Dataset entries

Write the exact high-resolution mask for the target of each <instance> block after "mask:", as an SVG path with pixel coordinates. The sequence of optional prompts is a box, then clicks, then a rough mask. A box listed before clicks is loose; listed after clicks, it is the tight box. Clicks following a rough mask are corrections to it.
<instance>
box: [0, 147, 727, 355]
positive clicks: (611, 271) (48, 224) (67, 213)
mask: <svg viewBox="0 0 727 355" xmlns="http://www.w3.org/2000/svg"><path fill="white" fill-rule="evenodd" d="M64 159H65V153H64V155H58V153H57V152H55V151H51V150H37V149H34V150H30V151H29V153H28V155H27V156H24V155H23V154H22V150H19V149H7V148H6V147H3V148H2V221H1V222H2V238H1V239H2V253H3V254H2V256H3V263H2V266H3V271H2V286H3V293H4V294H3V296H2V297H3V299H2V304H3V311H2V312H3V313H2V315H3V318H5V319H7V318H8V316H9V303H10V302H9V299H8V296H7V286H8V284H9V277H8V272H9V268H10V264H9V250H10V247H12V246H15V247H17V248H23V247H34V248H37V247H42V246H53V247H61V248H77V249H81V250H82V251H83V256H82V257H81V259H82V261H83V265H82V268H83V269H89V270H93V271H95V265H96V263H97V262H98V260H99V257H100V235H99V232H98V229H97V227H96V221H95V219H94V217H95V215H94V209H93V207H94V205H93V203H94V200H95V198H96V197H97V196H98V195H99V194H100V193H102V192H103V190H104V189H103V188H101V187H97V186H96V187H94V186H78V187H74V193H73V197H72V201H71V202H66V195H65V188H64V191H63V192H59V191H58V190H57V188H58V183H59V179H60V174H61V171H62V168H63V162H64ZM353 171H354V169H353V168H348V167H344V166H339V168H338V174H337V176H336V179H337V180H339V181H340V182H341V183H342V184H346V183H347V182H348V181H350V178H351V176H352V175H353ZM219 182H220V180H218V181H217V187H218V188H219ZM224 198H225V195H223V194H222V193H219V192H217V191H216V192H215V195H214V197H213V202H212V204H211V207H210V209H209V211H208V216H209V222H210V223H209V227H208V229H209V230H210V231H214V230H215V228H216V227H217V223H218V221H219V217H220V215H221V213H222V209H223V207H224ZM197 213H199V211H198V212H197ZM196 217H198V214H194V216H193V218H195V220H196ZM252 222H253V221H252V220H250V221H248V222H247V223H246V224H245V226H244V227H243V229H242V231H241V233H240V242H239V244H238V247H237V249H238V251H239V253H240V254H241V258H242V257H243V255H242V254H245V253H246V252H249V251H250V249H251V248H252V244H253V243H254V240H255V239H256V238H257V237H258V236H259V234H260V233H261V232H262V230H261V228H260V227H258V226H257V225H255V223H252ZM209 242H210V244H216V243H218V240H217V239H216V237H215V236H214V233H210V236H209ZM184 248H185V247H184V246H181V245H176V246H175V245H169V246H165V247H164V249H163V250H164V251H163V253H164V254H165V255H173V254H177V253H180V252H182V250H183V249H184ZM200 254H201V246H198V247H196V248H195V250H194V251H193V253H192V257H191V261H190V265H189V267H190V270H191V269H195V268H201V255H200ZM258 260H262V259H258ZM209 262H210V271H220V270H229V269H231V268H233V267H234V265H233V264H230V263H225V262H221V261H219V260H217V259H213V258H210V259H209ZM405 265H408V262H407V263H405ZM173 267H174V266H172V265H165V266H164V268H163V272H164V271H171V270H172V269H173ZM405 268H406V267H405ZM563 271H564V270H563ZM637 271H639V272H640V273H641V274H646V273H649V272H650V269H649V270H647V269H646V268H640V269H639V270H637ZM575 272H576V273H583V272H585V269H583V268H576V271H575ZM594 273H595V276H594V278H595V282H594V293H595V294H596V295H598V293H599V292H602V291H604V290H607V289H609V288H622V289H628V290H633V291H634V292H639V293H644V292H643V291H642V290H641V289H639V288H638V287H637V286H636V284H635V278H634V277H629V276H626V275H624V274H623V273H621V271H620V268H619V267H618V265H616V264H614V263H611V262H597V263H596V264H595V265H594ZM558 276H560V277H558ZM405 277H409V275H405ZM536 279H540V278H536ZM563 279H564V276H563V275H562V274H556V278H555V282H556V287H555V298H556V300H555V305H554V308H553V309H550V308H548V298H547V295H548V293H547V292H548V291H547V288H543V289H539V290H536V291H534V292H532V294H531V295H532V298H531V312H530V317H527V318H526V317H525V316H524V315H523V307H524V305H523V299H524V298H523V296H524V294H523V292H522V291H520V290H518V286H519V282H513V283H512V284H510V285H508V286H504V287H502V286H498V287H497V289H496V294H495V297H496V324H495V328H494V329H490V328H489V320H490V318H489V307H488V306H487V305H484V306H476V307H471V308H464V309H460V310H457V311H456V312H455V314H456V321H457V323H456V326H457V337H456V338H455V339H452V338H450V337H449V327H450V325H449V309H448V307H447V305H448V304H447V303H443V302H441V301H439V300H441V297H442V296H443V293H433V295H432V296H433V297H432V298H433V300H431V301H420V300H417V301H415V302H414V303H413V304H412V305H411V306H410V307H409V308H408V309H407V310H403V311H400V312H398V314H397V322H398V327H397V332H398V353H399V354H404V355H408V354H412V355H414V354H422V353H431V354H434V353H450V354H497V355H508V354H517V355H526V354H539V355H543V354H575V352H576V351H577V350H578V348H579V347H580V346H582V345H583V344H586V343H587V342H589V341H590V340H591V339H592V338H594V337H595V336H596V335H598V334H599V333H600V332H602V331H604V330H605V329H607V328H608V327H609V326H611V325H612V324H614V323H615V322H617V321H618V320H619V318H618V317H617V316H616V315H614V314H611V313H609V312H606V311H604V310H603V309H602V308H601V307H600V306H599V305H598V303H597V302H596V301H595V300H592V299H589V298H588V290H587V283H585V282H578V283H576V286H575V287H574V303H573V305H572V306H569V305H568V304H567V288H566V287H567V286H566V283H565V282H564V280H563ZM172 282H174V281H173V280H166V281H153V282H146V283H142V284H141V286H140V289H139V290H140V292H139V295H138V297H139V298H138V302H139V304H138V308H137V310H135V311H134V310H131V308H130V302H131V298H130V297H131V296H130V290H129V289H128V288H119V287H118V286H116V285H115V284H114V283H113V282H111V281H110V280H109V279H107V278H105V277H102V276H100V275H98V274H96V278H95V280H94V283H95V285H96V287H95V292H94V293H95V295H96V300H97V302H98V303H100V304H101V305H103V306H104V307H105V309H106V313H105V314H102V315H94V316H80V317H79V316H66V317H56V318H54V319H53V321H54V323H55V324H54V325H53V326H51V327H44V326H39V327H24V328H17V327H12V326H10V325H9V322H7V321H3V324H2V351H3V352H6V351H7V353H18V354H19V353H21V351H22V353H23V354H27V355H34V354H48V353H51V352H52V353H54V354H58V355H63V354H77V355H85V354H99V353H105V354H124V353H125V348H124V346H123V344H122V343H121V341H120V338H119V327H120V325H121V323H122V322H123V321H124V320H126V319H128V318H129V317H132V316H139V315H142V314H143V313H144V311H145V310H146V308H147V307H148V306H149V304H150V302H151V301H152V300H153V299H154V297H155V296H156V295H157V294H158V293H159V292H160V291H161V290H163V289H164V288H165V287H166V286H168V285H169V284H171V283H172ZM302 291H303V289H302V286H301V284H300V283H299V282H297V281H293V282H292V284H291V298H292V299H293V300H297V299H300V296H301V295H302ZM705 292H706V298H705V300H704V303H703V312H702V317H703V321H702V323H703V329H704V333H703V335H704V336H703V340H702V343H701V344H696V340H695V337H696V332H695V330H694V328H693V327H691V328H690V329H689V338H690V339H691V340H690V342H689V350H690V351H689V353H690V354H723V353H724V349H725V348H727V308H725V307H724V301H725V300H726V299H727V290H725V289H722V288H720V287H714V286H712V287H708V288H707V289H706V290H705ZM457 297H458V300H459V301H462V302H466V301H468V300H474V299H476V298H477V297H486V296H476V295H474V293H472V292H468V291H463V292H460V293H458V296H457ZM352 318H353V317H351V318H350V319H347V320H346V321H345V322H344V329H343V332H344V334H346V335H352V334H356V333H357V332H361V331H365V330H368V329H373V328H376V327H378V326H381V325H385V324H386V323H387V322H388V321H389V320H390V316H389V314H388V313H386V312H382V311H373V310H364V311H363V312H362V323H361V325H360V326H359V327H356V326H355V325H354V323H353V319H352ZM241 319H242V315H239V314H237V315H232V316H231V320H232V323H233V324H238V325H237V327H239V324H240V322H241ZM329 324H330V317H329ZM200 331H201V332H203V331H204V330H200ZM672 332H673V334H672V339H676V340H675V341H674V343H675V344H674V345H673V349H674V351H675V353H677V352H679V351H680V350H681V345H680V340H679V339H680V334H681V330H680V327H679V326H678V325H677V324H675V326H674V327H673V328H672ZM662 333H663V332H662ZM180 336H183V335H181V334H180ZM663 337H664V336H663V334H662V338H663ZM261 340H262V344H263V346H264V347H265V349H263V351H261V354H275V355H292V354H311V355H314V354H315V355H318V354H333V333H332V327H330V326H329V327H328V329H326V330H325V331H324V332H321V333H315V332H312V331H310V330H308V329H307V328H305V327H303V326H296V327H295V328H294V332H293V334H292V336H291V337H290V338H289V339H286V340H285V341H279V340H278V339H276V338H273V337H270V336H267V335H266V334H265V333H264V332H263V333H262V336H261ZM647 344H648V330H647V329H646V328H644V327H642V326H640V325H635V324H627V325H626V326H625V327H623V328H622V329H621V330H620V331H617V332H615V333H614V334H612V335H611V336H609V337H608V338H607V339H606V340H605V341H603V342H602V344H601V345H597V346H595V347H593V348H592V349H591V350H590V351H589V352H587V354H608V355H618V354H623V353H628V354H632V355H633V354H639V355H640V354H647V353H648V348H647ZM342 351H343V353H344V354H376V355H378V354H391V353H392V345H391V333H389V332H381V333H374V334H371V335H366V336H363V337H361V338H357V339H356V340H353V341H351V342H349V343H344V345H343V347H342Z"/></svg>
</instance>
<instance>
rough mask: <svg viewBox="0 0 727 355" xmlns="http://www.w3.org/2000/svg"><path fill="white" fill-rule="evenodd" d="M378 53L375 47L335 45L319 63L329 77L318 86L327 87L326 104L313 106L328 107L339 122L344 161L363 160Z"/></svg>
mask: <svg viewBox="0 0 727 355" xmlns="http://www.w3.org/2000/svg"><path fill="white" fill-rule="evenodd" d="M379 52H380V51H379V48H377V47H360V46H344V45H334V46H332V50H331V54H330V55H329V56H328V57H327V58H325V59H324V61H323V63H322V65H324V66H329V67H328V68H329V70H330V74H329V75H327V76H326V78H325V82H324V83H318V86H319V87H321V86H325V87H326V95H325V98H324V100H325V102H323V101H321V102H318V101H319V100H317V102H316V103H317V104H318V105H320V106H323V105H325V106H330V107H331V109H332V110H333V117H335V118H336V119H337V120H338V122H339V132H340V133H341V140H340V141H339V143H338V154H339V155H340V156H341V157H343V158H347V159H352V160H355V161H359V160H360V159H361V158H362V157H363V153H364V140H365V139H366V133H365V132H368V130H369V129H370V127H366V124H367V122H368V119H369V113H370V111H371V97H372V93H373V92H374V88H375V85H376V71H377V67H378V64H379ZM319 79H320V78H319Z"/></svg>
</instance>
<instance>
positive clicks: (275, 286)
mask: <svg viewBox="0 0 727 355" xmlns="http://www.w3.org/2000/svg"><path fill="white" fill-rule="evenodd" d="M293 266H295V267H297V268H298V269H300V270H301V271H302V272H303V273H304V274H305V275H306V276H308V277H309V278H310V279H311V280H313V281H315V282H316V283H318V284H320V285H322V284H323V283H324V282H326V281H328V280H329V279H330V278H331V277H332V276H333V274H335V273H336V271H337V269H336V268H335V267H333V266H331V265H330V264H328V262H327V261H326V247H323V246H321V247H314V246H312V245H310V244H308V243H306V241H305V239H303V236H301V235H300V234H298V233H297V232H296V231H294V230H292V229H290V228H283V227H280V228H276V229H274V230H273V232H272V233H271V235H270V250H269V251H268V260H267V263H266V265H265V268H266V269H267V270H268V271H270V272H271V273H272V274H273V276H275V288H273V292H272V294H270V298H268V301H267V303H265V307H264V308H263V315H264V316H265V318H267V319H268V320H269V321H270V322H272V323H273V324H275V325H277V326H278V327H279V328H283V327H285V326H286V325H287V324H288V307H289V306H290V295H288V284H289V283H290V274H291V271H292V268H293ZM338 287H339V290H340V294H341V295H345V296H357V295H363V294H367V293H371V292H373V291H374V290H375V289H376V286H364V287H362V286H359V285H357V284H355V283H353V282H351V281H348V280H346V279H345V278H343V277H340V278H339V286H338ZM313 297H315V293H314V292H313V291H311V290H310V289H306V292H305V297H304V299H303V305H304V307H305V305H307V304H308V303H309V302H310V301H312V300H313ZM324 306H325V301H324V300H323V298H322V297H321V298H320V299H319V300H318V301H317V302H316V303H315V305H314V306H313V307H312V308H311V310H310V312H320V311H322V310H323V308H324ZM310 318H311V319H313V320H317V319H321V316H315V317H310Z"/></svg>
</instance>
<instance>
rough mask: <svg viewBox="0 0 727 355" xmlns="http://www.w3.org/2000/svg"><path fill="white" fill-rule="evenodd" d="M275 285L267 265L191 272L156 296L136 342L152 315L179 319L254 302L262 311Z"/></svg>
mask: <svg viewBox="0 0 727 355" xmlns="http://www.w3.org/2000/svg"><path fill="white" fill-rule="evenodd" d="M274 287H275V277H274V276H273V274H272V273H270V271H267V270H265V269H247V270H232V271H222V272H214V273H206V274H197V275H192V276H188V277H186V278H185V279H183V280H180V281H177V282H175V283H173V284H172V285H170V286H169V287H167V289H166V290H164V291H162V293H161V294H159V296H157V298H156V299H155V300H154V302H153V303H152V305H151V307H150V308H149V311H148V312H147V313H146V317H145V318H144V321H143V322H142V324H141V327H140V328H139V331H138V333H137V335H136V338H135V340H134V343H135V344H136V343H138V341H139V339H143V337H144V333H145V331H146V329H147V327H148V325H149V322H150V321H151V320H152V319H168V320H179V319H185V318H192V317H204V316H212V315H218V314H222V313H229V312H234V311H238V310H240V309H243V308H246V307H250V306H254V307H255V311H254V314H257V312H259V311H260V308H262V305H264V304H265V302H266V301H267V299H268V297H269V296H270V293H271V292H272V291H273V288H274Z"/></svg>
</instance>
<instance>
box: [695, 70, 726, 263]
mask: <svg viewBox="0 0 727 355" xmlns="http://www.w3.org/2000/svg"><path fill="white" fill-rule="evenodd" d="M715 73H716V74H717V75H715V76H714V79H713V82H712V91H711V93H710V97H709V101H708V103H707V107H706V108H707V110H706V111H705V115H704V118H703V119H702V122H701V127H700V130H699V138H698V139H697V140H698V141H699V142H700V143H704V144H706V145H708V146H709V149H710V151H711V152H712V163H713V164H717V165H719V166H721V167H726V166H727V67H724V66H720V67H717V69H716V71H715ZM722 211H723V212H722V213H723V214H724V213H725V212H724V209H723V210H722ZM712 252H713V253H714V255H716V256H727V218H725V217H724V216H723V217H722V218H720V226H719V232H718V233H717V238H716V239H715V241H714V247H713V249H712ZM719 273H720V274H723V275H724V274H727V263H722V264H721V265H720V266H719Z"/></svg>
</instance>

* Exercise:
List the lines of the records where "clicks" occurs.

* Answer for this exercise:
Write the exact high-resolution mask for the target of each <instance> block after "mask:", as an SVG path with pixel coordinates. The sequence of optional prompts is a box, then clicks, then a rough mask. A box listed before clicks is loose; listed after clicks, it is the tight box. Clicks following a rough mask are corrections to it.
positive clicks: (611, 271) (48, 224) (67, 213)
positive clicks: (275, 286)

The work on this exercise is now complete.